● **Directions**
Could you retype exactly the lines running from the line with "Target = short sleeve" to the end of the data, both included, and nothing else?

● **Data for review**
□ □ □

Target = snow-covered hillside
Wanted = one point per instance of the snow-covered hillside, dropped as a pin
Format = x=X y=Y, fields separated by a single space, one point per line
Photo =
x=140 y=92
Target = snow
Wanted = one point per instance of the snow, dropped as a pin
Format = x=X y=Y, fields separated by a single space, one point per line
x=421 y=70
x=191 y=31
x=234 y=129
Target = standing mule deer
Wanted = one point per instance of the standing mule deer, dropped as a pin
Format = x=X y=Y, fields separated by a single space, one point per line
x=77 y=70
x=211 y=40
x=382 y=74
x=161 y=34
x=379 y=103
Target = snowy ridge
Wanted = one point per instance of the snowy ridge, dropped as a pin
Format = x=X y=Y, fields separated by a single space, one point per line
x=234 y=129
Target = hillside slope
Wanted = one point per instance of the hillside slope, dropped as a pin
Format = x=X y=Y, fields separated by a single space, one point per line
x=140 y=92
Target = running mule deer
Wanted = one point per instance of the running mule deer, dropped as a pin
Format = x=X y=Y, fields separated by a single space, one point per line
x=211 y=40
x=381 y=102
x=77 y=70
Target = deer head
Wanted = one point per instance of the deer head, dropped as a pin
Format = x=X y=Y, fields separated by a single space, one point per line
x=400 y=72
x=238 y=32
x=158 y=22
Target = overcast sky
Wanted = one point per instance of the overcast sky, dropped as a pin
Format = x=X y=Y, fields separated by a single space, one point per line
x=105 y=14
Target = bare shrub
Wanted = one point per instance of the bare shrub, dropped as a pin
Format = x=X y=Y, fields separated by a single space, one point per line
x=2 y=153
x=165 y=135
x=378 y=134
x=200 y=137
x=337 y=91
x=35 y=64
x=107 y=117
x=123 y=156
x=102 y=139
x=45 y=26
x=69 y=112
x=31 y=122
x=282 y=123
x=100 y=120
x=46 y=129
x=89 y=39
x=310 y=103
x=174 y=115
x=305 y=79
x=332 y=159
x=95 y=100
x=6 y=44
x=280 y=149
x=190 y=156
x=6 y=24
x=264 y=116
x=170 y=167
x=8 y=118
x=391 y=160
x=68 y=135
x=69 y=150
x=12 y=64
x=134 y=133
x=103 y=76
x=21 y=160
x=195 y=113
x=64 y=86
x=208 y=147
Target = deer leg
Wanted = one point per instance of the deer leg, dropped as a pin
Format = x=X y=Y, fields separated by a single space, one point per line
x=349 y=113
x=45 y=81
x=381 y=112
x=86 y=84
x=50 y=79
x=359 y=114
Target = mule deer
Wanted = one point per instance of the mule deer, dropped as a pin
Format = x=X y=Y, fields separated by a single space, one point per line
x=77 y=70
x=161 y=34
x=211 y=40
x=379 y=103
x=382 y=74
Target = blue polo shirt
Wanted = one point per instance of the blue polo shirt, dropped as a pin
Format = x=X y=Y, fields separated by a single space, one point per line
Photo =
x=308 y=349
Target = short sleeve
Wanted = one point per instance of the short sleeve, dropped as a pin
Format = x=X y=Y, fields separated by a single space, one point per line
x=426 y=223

□ □ □

● **Expected answer**
Target = short sleeve
Wanted = one point per instance of the short sleeve, dropped as a pin
Format = x=X y=Y, fields separated by a single space, one point per line
x=426 y=223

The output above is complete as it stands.